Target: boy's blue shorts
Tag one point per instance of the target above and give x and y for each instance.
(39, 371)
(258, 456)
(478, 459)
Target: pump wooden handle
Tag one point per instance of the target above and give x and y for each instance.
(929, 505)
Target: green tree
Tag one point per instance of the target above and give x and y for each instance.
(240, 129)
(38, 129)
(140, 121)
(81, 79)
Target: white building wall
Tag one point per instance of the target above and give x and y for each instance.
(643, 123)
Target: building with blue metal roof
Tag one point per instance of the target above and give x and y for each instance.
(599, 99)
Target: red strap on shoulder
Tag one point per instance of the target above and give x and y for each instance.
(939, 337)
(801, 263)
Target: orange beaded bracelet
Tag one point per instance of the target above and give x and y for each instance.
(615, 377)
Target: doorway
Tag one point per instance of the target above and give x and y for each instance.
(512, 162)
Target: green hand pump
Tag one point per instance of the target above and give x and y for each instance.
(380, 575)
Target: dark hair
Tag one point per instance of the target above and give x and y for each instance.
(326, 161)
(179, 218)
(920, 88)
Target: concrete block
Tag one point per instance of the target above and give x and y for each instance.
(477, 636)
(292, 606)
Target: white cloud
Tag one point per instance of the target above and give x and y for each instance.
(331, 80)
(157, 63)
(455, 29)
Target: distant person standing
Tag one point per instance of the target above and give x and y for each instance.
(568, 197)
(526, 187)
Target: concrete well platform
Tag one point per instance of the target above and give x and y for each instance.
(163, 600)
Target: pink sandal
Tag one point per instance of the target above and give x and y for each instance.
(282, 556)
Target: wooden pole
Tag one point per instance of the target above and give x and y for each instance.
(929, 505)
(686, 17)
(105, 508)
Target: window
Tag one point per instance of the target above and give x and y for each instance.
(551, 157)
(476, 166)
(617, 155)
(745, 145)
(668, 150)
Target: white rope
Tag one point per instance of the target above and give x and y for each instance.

|---|

**Goal**
Can you format every line of the rows above as a numbered list, leaving out any blank lines?

**Result for this exercise**
1. Target: boy's blue shorts
2. Tag one point per instance of the target above and give x and y for each instance.
3. (39, 371)
4. (258, 456)
5. (478, 459)
6. Target: pump wooden handle
7. Tag one point per instance of the target above and give x and y for each instance.
8. (929, 505)
9. Target: green tree
10. Tag one point per instance of the target above and give x and y for each instance.
11. (240, 129)
12. (38, 129)
13. (140, 121)
14. (81, 79)
15. Target: white building wall
16. Tag one point per instance of the target above and give x and y for each instance.
17. (643, 123)
18. Target: building with blue metal roof
19. Tag one point per instance of the target above and give x and y for each instance.
20. (599, 99)
21. Target: red strap on shoulder
22. Tag one point per instance of the target above and give x and y for each instance.
23. (939, 337)
24. (801, 263)
25. Target: orange beaded bracelet
26. Tag one point per instance of the target above and give x and y for each instance.
27. (615, 377)
28. Target: doorway
29. Tag one point per instance of the target above and give x and y for each instance.
30. (512, 162)
31. Target: green hand pump
32. Tag one point per instance of the target above and give x and y for each instance.
33. (380, 575)
34. Target: dark hair
35. Tag one point per instance of the target above and give x and y for each instance.
36. (326, 161)
37. (179, 218)
38. (920, 88)
39. Target: concrete block
40. Tag one point per instance of the target above and give x and y for each instance.
41. (477, 636)
42. (292, 606)
43. Target: white cloud
44. Tag one point per instance of the target above and give x and y for each instance.
45. (331, 80)
46. (157, 63)
47. (455, 29)
48. Target: distant person standing
49. Tag one point per instance of the target above and give x and y for each instance.
50. (568, 197)
51. (526, 187)
52. Target: concrete well platform
53. Tag one point per instance of the target above and give x and y for each instance.
54. (163, 600)
55. Target: pink sandal
56. Tag one point per instance of the target above and give x and y for each instance.
57. (282, 556)
58. Target: wooden pole
59. Tag one point per instance of the target above and give x and y for each instance.
60. (929, 505)
61. (686, 17)
62. (105, 508)
63. Target: window
64. Tag one point per instance of the target above and give x and y for each instance.
65. (551, 157)
66. (476, 166)
67. (617, 155)
68. (745, 145)
69. (668, 150)
70. Target: white rope
71. Tag one point per instance of the target above and give x and y for each instance.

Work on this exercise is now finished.